▸ **WHAT IS BEING ASKED**:
Please rewrite the lines starting at the one that contains "Indicate the metal rod" and ending at the last line, both included. Increase every x and y coordinate by 85 and keep all other text the same.

Location annotation dataset excerpts:

## start

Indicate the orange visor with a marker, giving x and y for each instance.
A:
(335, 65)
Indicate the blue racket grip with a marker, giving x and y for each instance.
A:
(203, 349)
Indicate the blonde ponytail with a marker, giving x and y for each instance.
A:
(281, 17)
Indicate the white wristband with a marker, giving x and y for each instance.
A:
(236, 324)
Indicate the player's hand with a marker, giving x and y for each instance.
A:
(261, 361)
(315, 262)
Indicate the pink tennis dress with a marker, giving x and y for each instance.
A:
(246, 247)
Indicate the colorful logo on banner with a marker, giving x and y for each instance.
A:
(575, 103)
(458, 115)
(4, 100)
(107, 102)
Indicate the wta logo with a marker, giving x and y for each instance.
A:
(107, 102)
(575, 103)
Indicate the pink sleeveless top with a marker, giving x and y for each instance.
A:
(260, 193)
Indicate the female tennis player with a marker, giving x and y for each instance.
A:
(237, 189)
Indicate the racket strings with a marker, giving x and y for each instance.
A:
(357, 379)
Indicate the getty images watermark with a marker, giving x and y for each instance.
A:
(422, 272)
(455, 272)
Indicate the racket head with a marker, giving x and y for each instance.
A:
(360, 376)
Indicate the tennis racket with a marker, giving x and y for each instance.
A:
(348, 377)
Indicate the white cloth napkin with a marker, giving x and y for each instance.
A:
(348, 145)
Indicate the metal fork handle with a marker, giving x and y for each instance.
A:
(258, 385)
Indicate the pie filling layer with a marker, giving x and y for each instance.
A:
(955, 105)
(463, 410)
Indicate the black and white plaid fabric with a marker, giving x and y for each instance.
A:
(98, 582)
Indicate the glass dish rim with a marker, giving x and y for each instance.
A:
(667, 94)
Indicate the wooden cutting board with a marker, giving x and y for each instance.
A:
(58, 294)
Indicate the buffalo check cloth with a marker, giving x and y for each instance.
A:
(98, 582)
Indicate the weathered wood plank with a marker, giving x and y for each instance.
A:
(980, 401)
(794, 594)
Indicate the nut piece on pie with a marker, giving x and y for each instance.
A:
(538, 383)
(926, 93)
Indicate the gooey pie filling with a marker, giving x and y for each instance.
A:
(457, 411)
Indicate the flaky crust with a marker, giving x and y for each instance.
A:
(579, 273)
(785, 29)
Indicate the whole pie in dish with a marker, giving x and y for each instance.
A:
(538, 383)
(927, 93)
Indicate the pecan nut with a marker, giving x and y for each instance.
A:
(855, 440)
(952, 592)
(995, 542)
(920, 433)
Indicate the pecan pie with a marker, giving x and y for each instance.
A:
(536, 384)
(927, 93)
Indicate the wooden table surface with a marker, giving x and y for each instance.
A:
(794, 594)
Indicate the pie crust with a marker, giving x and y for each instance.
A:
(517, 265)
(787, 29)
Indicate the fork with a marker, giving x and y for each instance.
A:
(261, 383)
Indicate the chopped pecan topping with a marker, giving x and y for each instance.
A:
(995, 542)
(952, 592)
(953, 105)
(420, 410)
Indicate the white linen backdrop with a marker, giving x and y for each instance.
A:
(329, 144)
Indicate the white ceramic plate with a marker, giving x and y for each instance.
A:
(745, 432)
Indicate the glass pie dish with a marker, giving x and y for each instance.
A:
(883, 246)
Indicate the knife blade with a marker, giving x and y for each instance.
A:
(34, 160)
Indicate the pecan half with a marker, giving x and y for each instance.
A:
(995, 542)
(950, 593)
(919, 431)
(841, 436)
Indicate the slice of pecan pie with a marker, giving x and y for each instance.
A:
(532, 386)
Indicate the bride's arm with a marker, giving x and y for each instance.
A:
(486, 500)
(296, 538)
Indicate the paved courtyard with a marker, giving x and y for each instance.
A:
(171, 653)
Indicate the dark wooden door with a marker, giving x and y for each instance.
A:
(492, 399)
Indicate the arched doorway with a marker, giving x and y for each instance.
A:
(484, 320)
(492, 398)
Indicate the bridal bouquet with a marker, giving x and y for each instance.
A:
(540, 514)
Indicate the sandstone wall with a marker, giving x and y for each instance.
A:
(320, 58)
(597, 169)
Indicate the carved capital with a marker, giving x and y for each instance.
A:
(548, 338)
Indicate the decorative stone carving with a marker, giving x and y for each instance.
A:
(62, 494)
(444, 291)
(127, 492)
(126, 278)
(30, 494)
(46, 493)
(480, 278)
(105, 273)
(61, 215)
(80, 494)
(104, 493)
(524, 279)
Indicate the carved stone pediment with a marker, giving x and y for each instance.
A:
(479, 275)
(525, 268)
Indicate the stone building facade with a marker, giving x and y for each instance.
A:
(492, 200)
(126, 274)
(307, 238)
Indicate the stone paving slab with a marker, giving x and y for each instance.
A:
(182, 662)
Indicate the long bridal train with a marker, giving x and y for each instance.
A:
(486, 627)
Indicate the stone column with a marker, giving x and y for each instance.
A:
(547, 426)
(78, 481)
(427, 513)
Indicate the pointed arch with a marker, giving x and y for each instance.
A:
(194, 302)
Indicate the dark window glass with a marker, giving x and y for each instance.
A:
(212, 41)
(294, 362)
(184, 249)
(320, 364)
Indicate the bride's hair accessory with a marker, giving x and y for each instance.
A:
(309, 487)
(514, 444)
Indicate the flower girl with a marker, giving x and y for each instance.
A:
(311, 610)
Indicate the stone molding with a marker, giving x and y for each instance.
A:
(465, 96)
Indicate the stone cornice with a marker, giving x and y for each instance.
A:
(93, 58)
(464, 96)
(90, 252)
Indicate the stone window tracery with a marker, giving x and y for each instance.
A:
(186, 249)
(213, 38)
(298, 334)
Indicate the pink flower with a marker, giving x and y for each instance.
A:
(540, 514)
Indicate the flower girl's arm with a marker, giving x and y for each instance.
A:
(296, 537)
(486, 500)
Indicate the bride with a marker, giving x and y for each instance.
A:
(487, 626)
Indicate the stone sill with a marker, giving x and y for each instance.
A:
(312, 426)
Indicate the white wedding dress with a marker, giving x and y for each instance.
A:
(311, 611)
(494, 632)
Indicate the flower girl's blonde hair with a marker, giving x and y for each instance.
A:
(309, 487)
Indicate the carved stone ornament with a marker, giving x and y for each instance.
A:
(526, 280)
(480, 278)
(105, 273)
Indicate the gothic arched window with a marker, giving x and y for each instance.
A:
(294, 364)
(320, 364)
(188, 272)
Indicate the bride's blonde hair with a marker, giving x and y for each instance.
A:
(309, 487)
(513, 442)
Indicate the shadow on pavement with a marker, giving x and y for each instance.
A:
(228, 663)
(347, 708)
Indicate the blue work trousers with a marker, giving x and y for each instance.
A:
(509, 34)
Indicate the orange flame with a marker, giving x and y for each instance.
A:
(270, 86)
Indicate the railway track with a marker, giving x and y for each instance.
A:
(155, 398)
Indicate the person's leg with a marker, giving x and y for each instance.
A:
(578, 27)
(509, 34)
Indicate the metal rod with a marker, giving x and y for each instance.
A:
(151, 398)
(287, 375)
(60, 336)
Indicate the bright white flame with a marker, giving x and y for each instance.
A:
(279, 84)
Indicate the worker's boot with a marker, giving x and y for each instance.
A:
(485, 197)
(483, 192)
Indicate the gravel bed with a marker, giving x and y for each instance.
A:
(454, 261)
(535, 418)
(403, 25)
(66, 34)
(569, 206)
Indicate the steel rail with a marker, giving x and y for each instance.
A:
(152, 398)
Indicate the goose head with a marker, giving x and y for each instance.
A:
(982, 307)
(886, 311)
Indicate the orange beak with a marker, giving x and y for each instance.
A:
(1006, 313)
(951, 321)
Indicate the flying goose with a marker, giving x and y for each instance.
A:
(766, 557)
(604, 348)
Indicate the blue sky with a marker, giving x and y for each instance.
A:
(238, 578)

## end

▸ **THE RESPONSE**:
Indicate the metal rod with a marker, giving x and y for each instance.
A:
(236, 483)
(372, 460)
(145, 421)
Indicate the bright white flame with a marker, giving x and y for each instance.
A:
(364, 169)
Indicate the worker's boot with a marker, giving x and y for each instance.
A:
(570, 282)
(568, 277)
Indicate the gravel bed with a marker, giving x and y for each instance.
A:
(539, 346)
(620, 503)
(488, 110)
(151, 119)
(654, 291)
Indicate the steel rail with a marker, giving x and y for each instance.
A:
(237, 483)
Indicate the goose head with a marker, giving x and y for each instance.
A:
(1067, 392)
(971, 396)
Indicate the orange beak with a marker, giving x and y for each instance.
A:
(1091, 398)
(1036, 406)
Indicate the flying goose with a marker, giving x and y for each instance.
A:
(851, 642)
(689, 433)
Indicate the blue sky with a marker, giving x and y for each instance.
A:
(323, 663)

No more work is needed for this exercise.